TASK DESCRIPTION ▸ Omit the pictures and return every entry exactly as written.
::: AVAILABLE DATA :::
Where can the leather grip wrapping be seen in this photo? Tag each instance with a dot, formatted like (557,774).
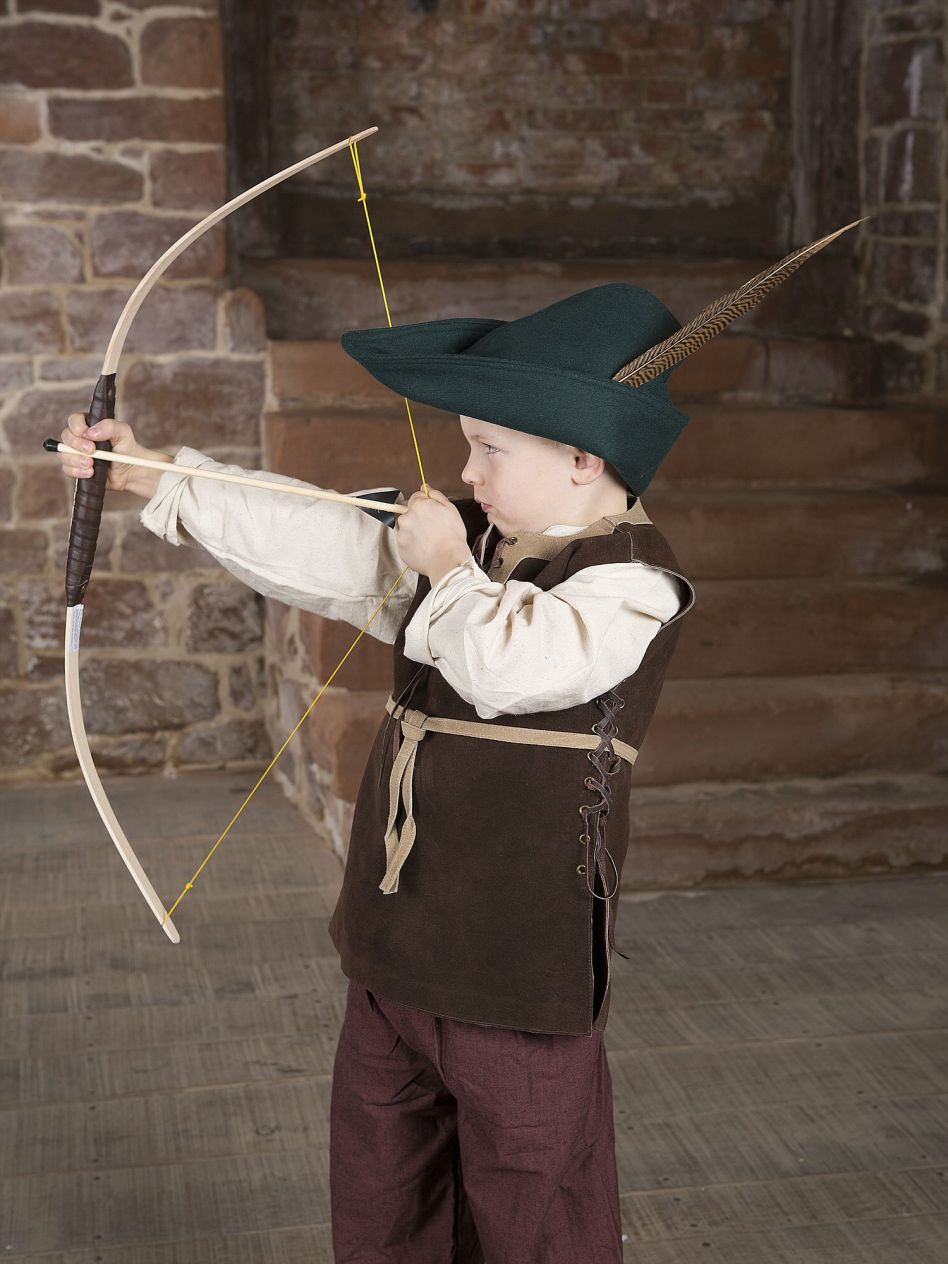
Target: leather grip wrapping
(87,506)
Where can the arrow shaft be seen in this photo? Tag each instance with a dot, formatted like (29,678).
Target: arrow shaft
(315,493)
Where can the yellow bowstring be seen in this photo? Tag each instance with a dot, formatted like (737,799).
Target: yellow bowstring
(363,199)
(188,886)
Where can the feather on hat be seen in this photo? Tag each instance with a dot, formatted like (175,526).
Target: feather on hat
(564,372)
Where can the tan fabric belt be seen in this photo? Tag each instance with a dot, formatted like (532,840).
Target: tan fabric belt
(415,724)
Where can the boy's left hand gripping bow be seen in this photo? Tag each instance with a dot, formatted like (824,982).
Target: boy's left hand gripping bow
(87,512)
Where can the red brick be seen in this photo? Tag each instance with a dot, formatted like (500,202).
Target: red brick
(30,321)
(182,52)
(142,118)
(211,5)
(70,368)
(197,401)
(14,374)
(324,644)
(39,415)
(904,80)
(9,665)
(6,484)
(51,54)
(41,254)
(34,723)
(23,553)
(42,491)
(75,8)
(127,244)
(339,735)
(172,319)
(911,167)
(154,694)
(120,613)
(28,176)
(224,618)
(19,120)
(188,180)
(233,742)
(245,321)
(904,272)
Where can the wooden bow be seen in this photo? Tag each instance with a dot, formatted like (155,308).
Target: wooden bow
(87,511)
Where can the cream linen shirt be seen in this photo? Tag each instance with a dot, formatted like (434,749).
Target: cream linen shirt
(506,649)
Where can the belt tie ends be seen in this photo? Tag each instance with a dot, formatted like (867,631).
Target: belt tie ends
(400,788)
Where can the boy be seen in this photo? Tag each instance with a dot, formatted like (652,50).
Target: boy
(472,1101)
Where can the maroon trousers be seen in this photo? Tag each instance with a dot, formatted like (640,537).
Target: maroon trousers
(453,1143)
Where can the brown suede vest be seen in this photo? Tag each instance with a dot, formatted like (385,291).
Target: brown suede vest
(506,904)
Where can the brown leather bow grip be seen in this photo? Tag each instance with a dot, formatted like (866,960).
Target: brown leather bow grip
(87,506)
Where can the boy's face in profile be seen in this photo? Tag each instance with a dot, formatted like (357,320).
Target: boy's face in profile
(522,482)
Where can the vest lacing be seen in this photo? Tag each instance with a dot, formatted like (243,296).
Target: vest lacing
(607,762)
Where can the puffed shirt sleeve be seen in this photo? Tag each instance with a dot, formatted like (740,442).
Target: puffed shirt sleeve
(322,556)
(511,649)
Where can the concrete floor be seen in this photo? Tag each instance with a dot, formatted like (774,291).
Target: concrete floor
(779,1052)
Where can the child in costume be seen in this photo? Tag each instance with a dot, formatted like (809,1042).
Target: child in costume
(472,1102)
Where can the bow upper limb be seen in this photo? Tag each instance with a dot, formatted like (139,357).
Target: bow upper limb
(330,559)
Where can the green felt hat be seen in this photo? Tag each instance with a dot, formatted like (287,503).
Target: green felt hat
(549,373)
(589,370)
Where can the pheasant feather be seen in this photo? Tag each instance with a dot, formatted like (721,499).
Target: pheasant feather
(719,314)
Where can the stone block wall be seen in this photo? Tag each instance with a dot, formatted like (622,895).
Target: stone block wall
(111,144)
(540,128)
(905,190)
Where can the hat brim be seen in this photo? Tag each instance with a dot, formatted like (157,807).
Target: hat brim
(430,363)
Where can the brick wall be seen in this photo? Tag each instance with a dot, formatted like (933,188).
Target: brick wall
(905,188)
(539,128)
(111,144)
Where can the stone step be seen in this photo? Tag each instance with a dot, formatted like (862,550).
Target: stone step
(322,297)
(740,445)
(741,628)
(735,728)
(805,827)
(733,367)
:::
PROBLEM SOLUTION ▸
Where can the leather grip wrapping be seen in this photo? Tag each instance with a dot, formatted like (557,774).
Target: leather grip wrapping
(87,506)
Where can the arrow shaft be seen in this photo? Tag each instance with a dot, formatted like (29,678).
Target: arrow shaft
(315,493)
Where can the yellow bowstring be seen in this photo? Tag each instance with a dot, formatted like (737,799).
Target: yellow bowstring
(363,199)
(188,886)
Where can the feather on hat be seen in this photo? Tag each instance with a dot, formatted like (175,526).
Target: feather on hat
(564,372)
Where can the tan fabric belt be seen in this photo? Tag each instance with a dot, formatted like (532,840).
Target: tan fabric belt
(415,724)
Where can the boy's left hand gripping bow be seen in this photo? Tag each instance with a dot, formatted like (824,982).
Target: boy's left hand gripping bow
(87,512)
Where can the red brick be seen in this photo? Tag each instance with a dot, formatted like (500,202).
Target: red brick
(30,321)
(182,52)
(142,118)
(211,5)
(70,368)
(197,401)
(14,374)
(324,644)
(39,415)
(904,80)
(9,665)
(6,484)
(51,54)
(41,254)
(34,723)
(23,553)
(42,491)
(75,8)
(127,244)
(339,735)
(172,319)
(911,167)
(154,694)
(120,613)
(28,176)
(224,618)
(19,120)
(188,180)
(233,742)
(245,321)
(904,272)
Where can the wooden bow be seen in this photo? Tag each instance with a dot, formatted like (155,308).
Target: wooden bow
(87,511)
Where can the cream linen shirt be seen in this photo? Tag each instance with a dot, formatted like (434,749).
Target: cream linen shirt
(506,649)
Where can the belt tie ends be seen in this photo? Tag each instance with a dot, formatted like (867,631).
Target: belt tie ends
(400,788)
Where can the boy be seen in this photo? Tag each instance with a dot, formatted like (652,50).
Target: boy
(472,1101)
Where can the maroon trousers be seen in this photo? Tag each instance with a dot, formatted like (640,537).
Target: maroon trousers
(453,1143)
Where can the brown suede vest be seen in this photo? Tag each instance with a dot, formatted like (385,291).
Target: brown suede vest
(506,904)
Where can the brown leather bow grip be seen in this photo? Tag each instance with a dot, formatted like (866,960).
Target: brown leather bow grip
(87,506)
Where can the boy's face in profile be seen in this photo? Tag each instance with a dot, formatted like (357,320).
Target: boy's face in profile
(522,482)
Where can the vest lacing be seen in this photo? Tag each instance with a dot, formatted like (243,296).
Target: vest lacing
(607,762)
Where can the puffed shirt sleeve be seen in this photo? Tag each instance with a dot, formatted like (740,442).
Target: puffed shirt sleeve
(322,556)
(511,649)
Where can the concrete floor be seen in this photo? Tag each instance with a dot, formatted like (774,291).
Target: concrete floor
(779,1052)
Where can the child in costume be seen in this photo? Tag each instance with a dot, formatted like (809,1042).
Target: child in costume
(472,1102)
Where can the bow upper limb be seen in this photo? Tag each instance with a dot, formatted like (139,357).
Target: bow upper limb
(330,559)
Where can the green felt hat be seen in this photo? Tag each instance with a dot, formatted like (287,503).
Target: green felt hat
(549,373)
(589,370)
Where can the pheasant feather be seen in this photo? Tag each instance with a dot, formatted like (721,499).
Target: pheasant feather
(719,314)
Where can the stone block wall be seen in this photo? Tag each instance with a dot, formatted like (622,895).
Target: stone block wall
(111,144)
(540,128)
(905,190)
Where can the hat brim be seen in this photo? Tag each instance with a dot, formatted like (157,807).
Target: hat brim
(430,363)
Where can the brick wall be seen in this photo? Tag each instance with a dot, formatted like (933,188).
Target: brick wall
(905,188)
(539,128)
(111,144)
Where can the stone step be seen in this photo? Tag each instance with a dot, formatted like (862,550).
Target: stone step
(322,297)
(740,445)
(741,628)
(735,728)
(805,827)
(733,367)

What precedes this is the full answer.